● Dataset rows:
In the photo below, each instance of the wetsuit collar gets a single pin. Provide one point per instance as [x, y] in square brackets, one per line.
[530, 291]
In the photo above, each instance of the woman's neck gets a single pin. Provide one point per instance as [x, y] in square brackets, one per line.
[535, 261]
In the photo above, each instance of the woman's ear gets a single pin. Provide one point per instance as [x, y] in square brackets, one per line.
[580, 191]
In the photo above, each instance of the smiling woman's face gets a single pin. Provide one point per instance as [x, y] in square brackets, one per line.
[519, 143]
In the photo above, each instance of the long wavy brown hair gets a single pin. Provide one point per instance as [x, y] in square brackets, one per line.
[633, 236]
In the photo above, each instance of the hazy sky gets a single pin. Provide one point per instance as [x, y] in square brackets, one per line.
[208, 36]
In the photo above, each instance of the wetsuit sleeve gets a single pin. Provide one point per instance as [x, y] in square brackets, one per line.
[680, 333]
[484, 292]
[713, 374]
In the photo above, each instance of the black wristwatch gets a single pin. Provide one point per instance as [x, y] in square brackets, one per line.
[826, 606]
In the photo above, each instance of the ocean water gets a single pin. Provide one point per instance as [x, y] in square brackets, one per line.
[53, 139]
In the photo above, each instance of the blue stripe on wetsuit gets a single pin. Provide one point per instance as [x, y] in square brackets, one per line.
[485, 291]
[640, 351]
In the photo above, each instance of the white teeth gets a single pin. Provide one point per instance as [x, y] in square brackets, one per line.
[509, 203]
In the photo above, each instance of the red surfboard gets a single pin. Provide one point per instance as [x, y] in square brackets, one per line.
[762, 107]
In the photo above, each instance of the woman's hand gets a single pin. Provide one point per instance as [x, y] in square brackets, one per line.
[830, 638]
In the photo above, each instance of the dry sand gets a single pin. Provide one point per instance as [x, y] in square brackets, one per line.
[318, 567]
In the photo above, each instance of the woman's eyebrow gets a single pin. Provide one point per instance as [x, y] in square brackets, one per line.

● Brief:
Turn all the entries above into a numbered list, one line per number, with blank lines left out.

● Solution to this task:
1. In the photo below, each instance of the wetsuit collar gets a single pin. Provide one point per instance as [x, y] in square brackets, one per line.
2. [530, 291]
3. In the photo above, each instance of the woman's neck gets a single pin. Provide one point per instance as [x, y] in square brackets, one per line.
4. [535, 261]
5. In the photo above, each instance of the woman's ear gets a single pin. Provide one point per instance as [x, y] in square brackets, one per line.
6. [580, 191]
7. In the photo above, each instance of the smiling woman's face gets a single pin. Provide one point per instance as [x, y] in square brackets, one per line.
8. [519, 143]
9. In the photo above, each instance of the long wavy brown hair gets a single pin. Provide one point per instance as [x, y] in square brackets, one per line.
10. [633, 236]
11. In the photo above, each instance of the hazy sky gets a single pin. Provide one point per instance as [x, y] in square brackets, one per line.
12. [208, 36]
13. In the photo above, each instance of the wetsuit sleeve gets a single pin. Provide one point per instance as [x, y] in square brackets, one per line.
14. [680, 333]
15. [484, 292]
16. [713, 374]
17. In the photo above, each instance of the black wristwatch gets a single pin. Provide one point per instance as [x, y] in square brackets, one per line.
18. [826, 606]
19. In the photo above, each instance of the ocean water gets a single pin. Provide one point per instance as [x, y] in square brackets, one per line.
20. [53, 139]
21. In the photo above, each instance of the blue stripe on wetsuit gets a single pin. Provide one point per instance as [x, y] in square brackets, one per line.
22. [485, 291]
23. [640, 351]
24. In the photo above, each instance of the white teeth gets a single pin. Provide one point per instance as [x, y] in square brackets, one per line.
25. [509, 203]
26. In the photo above, each instance of the red surfboard gets a single pin. Provide one point per instance as [x, y] in square brackets, one per line.
27. [762, 107]
28. In the photo above, each instance of the woman's hand gets a single pin. Provide one point per instance as [x, y] in square brackets, one per line.
29. [830, 638]
30. In the photo above, each instance of the dry sand gets a single pin. Provide one point per instance as [x, y] in square brackets, one per line.
31. [318, 567]
32. In the photo above, each instance of the woman's eyebrow gets a single pin. Provide one point per instance as [x, y] in square brackets, one per line.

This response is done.